*** Opening Data for the task ***

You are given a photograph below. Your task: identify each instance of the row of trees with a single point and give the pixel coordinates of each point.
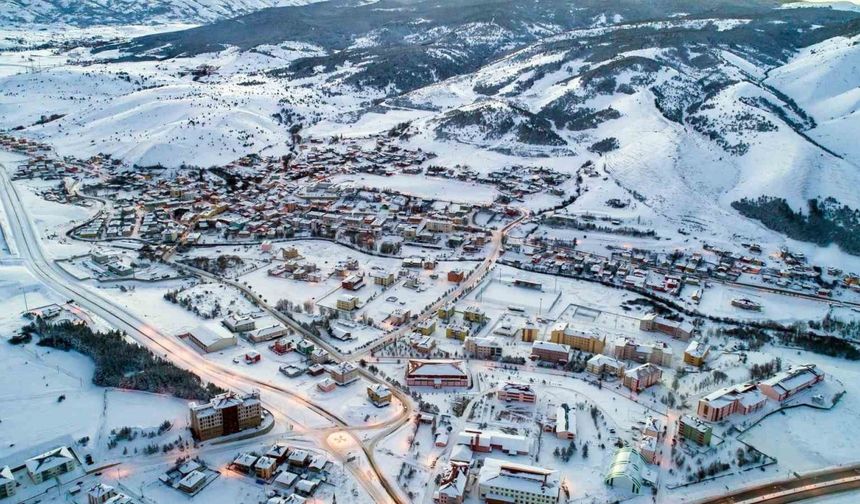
(122, 364)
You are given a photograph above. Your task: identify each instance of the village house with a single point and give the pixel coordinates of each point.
(436, 373)
(51, 464)
(642, 377)
(343, 373)
(379, 395)
(452, 485)
(694, 429)
(565, 422)
(696, 353)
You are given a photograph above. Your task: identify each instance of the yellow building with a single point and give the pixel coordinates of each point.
(457, 331)
(347, 302)
(446, 312)
(427, 327)
(529, 332)
(474, 314)
(696, 353)
(563, 334)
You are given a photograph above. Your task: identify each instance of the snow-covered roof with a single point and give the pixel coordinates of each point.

*** Closing Data for the task ***

What you are asked to do:
If a record contains a picture, leave the picture out; repeat the record itself exactly.

Response to this exercise:
You are given a photograph below. Your task: identify each instance of the row of trees with a single point and give the pixel coordinates of each point.
(122, 364)
You are given a photograph above. Your task: identify each instance of the village house with a single point and give the pixel coordinates of each point.
(436, 373)
(51, 464)
(642, 377)
(343, 373)
(379, 395)
(452, 485)
(694, 429)
(565, 422)
(696, 353)
You are given a photograph above. Your task: identify each instance of the yellow building with a single point and give the pixel coordinates of each point.
(457, 331)
(347, 302)
(446, 312)
(427, 327)
(529, 332)
(474, 314)
(696, 353)
(563, 334)
You are given a photograph above. Your task: identify each instance of the snow-covered roof with a single point and give the pixel coordinates of each point.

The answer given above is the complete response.